Texte de l'exercice
Quand Anna Rossini m’a demandé d’écrire un petit témoignage sur « la signorina Dorhn » j’étais à Venise, devant l’Eglise de San Samuele dans laquelle a été baptisé Casanova. Anna est une chère amie qui me fait l’honneur de m’appeler tendrement « figlia mia » et que je tiens, depuis notre rencontre à Naples en 1999, à voussoyer encore, même après cinq années en Italie où, comme chacun sait « on donne du tu » très facilement sans tomber pour autant dans la familiarité un peu grossière du tutoiement français.
Je venais de visiter l’exposition « Roma e i Barbari » au palazzo Grassi quand elle me soumit l’idée d’évoquer mademoiselle Dohrn, cette frêle et adorable vieille dame dont j’ai fait très vite la connaissance à mon arrivée à l’institut français. Le contraste entre les souvenirs que j’ai d’elle, lumineuse, délicate, si cultivée et les hordes de néo-mérovingiens débraillés dans les rues de Venise à ce moment-là, entre l’époque révolue qu’elle m’a fait entrevoir, comme un arrière-goût de l’Europe de Thomas Mann, cosmopolite, humaniste, lettrée, et mes contemporains criards, était d’autant plus saisissant.

Votre consigne
Répondez aux questions suivantes à partir du texte ci-dessus.
(a) Dans quelle ville et en quelle année la personne qui écrit a-t-elle rencontré Anna Rossini ?
(b) Quelle exposition la personne qui écrit venait-elle de visiter, et dans quel lieu se tenait-elle ?
(c) Où la personne qui écrit a-t-elle fait la connaissance de mademoiselle Dohrn ?

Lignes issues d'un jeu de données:
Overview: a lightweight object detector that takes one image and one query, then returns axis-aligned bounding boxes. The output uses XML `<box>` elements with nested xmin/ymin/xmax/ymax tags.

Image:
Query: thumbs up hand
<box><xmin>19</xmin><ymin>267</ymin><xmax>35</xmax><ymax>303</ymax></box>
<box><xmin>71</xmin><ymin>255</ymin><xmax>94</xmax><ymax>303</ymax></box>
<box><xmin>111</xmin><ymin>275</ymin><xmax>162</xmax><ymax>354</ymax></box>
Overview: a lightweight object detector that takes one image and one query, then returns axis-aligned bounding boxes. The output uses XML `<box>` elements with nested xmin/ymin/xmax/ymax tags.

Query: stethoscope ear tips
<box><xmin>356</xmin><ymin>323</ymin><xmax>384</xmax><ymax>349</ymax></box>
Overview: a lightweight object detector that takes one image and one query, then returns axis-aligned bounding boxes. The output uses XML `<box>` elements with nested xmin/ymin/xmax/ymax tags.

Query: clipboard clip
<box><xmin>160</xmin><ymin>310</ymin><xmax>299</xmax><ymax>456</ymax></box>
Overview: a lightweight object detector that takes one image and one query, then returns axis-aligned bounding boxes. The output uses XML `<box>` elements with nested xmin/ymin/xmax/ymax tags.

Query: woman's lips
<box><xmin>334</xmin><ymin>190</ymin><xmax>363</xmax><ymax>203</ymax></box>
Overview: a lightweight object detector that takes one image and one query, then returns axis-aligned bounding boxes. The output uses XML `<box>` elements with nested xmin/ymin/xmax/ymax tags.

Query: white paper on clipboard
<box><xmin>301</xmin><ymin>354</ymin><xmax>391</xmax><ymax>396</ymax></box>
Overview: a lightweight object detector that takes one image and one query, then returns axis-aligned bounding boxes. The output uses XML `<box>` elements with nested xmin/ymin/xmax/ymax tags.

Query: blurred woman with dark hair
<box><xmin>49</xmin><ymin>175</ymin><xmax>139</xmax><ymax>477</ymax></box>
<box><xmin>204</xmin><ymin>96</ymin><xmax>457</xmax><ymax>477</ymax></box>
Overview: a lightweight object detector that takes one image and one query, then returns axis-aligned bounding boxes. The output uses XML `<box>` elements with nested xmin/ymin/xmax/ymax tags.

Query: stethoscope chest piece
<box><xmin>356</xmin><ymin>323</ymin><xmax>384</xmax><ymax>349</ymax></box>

Corrigé
(a) À Naples, en 1999.
(b) L'exposition « Roma e i Barbari », au palazzo Grassi.
(c) À l'institut français, dès son arrivée.